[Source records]
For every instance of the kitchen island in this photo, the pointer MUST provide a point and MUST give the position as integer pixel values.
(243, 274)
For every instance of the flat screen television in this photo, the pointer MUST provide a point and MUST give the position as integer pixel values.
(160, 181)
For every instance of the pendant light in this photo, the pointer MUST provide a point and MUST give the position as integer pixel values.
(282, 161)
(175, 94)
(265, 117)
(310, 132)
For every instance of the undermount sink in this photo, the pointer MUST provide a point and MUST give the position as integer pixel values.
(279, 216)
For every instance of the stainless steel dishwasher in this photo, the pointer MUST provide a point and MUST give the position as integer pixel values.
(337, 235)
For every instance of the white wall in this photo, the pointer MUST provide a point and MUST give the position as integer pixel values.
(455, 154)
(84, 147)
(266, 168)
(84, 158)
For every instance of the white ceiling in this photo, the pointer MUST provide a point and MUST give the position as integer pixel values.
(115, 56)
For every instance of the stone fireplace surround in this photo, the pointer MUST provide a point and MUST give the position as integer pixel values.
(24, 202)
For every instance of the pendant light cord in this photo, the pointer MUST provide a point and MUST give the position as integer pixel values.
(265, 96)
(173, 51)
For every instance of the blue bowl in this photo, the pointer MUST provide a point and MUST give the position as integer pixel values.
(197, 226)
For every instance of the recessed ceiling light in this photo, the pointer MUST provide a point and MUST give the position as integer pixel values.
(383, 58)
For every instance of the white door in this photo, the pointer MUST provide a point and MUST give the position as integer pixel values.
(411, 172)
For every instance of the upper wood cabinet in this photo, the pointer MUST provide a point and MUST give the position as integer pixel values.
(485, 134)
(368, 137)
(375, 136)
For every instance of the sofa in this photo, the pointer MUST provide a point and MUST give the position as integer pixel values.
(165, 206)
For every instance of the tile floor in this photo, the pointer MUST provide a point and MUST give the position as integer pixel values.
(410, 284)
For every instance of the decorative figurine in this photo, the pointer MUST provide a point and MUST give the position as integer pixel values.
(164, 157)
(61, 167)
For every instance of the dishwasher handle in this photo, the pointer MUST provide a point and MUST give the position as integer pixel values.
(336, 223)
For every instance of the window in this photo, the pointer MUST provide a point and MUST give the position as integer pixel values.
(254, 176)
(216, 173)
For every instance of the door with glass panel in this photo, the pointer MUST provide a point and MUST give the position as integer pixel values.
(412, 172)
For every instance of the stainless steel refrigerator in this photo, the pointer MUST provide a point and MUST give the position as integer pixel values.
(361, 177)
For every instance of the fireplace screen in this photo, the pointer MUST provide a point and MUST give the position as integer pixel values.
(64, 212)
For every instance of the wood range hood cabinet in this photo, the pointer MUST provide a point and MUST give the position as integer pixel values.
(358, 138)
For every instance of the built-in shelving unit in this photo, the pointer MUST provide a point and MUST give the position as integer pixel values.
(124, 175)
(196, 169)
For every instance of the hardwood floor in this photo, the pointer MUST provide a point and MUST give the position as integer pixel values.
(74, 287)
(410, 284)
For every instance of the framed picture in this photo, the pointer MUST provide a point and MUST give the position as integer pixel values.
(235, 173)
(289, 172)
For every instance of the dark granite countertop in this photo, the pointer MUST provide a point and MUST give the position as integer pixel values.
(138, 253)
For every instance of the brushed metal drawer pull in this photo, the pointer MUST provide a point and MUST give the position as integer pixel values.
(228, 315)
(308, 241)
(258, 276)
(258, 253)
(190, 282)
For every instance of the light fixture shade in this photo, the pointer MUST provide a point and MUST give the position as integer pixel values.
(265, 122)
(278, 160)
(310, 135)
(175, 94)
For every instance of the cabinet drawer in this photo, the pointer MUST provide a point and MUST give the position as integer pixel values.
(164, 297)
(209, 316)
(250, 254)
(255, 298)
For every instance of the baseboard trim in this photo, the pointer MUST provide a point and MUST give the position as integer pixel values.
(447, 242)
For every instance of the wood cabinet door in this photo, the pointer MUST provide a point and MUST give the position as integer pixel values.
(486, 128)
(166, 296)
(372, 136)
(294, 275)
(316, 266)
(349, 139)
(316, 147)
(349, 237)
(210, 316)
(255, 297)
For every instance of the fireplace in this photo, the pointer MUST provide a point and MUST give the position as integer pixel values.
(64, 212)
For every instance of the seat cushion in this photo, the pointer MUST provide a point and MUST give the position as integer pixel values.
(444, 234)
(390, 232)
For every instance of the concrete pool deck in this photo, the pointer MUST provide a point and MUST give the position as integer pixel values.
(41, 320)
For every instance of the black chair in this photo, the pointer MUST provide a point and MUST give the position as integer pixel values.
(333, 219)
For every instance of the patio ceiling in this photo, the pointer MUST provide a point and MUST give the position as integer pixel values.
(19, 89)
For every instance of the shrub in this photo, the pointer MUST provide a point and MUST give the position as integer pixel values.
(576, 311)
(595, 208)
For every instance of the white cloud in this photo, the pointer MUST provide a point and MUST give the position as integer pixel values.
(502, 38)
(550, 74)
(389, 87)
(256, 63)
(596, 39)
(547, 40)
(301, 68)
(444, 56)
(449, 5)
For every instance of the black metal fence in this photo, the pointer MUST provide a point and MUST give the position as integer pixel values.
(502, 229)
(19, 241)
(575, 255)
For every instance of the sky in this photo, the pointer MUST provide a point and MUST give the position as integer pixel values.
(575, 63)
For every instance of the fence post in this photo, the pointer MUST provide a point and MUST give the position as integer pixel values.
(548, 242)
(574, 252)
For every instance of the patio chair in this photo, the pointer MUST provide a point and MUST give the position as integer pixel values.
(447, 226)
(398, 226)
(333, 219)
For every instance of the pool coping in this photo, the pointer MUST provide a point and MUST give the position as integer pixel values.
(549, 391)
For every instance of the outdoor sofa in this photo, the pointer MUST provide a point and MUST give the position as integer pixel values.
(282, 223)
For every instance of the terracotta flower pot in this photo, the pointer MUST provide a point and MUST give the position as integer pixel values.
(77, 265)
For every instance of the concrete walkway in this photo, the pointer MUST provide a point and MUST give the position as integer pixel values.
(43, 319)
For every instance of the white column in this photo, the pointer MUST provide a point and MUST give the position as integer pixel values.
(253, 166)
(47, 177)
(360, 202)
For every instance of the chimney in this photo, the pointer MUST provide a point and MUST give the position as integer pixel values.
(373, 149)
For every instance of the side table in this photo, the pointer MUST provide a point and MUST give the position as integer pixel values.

Problem:
Every line of the data above belongs in the answer, unchanged.

Output for this task:
For every instance of the kitchen island in this photo, the pointer MUST provide a point and MUST give the position as integer pixel values.
(243, 274)
For every instance of the flat screen television in this photo, the pointer MUST provide a point and MUST give the position as integer pixel values.
(160, 181)
For every instance of the pendant light in this photo, the pointer MUST provide a point and MUST give the position as integer pixel values.
(282, 161)
(175, 94)
(265, 117)
(310, 132)
For every instance of the undermount sink in this photo, the pointer MUST provide a point and MUST give the position as integer pixel values.
(279, 216)
For every instance of the stainless steel dishwasher in this photo, the pointer MUST provide a point and MUST give the position as integer pixel values.
(337, 235)
For every instance of the white wall in this photo, the pointer MUST provide a point and MUST give the position as integer pixel values.
(455, 154)
(84, 147)
(266, 168)
(84, 158)
For every instance of the white ceiling in this photo, the pointer MUST provide a point and MUST give the position as integer pixel values.
(115, 56)
For every instance of the stone fireplace surround in this photo, the pointer MUST provide a point and MUST give the position as integer pixel values.
(24, 202)
For every instance of the pendant light cord in this photo, the pointer MUST provide a point and MUST give the position as integer pixel values.
(265, 96)
(173, 51)
For every instance of the blue bowl in this photo, the pointer MUST provide a point and MUST give the position as integer pixel values.
(197, 226)
For every instance of the recessed ceiling light in this photo, the pointer MUST provide a point and MUST give the position as integer pixel values.
(383, 58)
For every instance of the white door in this photo, the pointer MUST provide a point and MUST give the position as integer pixel values.
(411, 172)
For every instance of the upper wood cabinet in this photo, the pointer MUST provide a point and MUST give the position as integer pixel values.
(485, 134)
(368, 137)
(375, 136)
For every instance of the sofa in this photo, the pointer MUST provide a point and MUST give the position as integer pixel values.
(165, 206)
For every instance of the tile floor in this photo, the pointer MUST provide a point and MUST give the position as integer pixel values.
(410, 284)
For every instance of the decorative figurine in this photo, the pointer MUST provide a point and MUST give the position as integer pixel values.
(164, 157)
(61, 167)
For every instance of the dishwasher handle in this photo, the pointer MUST provide a point and MUST give the position as integer pixel values.
(336, 223)
For every instance of the window in this photo, the pointer MUST provide a point and MUST give the position as integer pixel values.
(254, 176)
(216, 173)
For every instance of the door with glass panel in this photo, the pointer MUST provide a point and MUST give the position as integer pixel values.
(412, 172)
For every instance of the stainless steel refrigerator in this photo, the pointer MUST provide a point and MUST give the position as integer pixel values.
(361, 177)
For every instance of the fireplace screen in this photo, the pointer MUST provide a point and MUST give the position as integer pixel values.
(64, 212)
For every instance of the wood range hood cabinet in this photo, the pointer MUST provide a point and MUST give the position as integer pixel values.
(358, 138)
For every instance of the built-in shelving unit in this photo, the pointer MUST provide a point and MUST give the position as integer pixel values.
(124, 175)
(196, 169)
For every instance of the hardwood floor in this photo, the pointer MUST provide a point and MUST give the position as integer pixel values.
(74, 287)
(410, 284)
For every instance of the framed picture in this photo, the pointer MUST provide a point and MUST give the position as integer pixel values.
(235, 173)
(289, 172)
For every instance of the dark granite countertop in this photo, the pointer MUST provide a point and MUST give the position as integer pixel values.
(138, 253)
For every instance of the brushed metal drawer pull in this photo, the pointer MUST provide a point and MUST give the position as integer pixel values.
(228, 315)
(308, 241)
(258, 276)
(258, 253)
(190, 282)
For every instance of the light fixture shade in this photo, the pointer MUST provide a point and MUST give the position as integer pixel values.
(265, 122)
(278, 160)
(310, 135)
(175, 94)
For every instance of the cabinet drawer in this photo, the pointer MUST provide a point and MUST give the position as integer pixel values.
(164, 297)
(209, 316)
(250, 254)
(255, 298)
For every instance of the baseboard trim in this photo, the pointer MUST provide a point and MUST give the position as integer pixel values.
(447, 242)
For every instance of the wood cabinet door in this photo, the pointer MUST provide a point and MUST give the position as integer pixel values.
(486, 128)
(166, 296)
(372, 136)
(294, 275)
(316, 266)
(349, 139)
(316, 147)
(349, 237)
(210, 316)
(255, 297)
For every instance of the fireplace in this photo, the pointer MUST provide a point and MUST give the position as integer pixel values.
(64, 212)
For every instance of the seat cushion in this photo, the pointer MUST provide a point and MUST give the position as integer pixel values.
(444, 234)
(390, 232)
For every instance of the concrete pool deck in this photo, the pointer MUST provide a point and MUST give the position as integer pixel values.
(41, 320)
For every instance of the black chair in this photo, the pointer MUST provide a point and MUST give the position as integer pixel values.
(333, 219)
For every instance of the patio ceiling in this photo, the pointer MUST provide a point and MUST give the position as integer pixel values.
(19, 89)
For every instance of the shrub in this photo, the pointer MUST provide a point and MUST give the position as integer pixel values.
(576, 311)
(595, 208)
For every instance of the white cloud in this photo, the pointer MUST provide a point and MUST give the position as integer pixel values.
(502, 38)
(550, 74)
(389, 87)
(256, 63)
(596, 39)
(547, 40)
(301, 68)
(444, 56)
(449, 5)
For every instance of the black metal fence in this photo, the pointer MUST provide a point and MUST give the position as integer pixel values.
(502, 229)
(19, 241)
(575, 255)
For every instance of the sky in this photo, the pointer MUST provide a point and MUST give the position as integer pixel values.
(575, 63)
For every instance of the fence post in this photo, the pointer MUST provide a point and MUST give the position as integer pixel values.
(548, 242)
(574, 252)
For every instance of the patio chair in this photo, the pointer MUST provide a point and MUST give the position as integer pixel values.
(447, 226)
(398, 226)
(333, 219)
For every instance of the pool coping in this photo, the pointer MUST provide a point and MUST give the position as integer pixel values.
(549, 391)
For every instance of the outdoor sofa in this photo, the pointer MUST provide a point and MUST give the position as integer pixel values.
(282, 223)
For every instance of the terracotta flower pot in this photo, the pointer MUST provide a point and MUST give the position as integer pixel values.
(77, 265)
For every instance of the concrete walkway in this photo, the pointer MUST provide a point and MUST give the position as integer pixel values.
(43, 319)
For every instance of the white column in this photo, the pointer MUST provide a point and MUST give the position as integer pixel values.
(253, 166)
(47, 177)
(360, 202)
For every instance of the chimney in this photo, the pointer MUST provide a point and MUST give the position as integer pixel values.
(373, 149)
For every instance of the side table in this photo, the pointer MUST provide a point and MUST give the position as integer pixel values.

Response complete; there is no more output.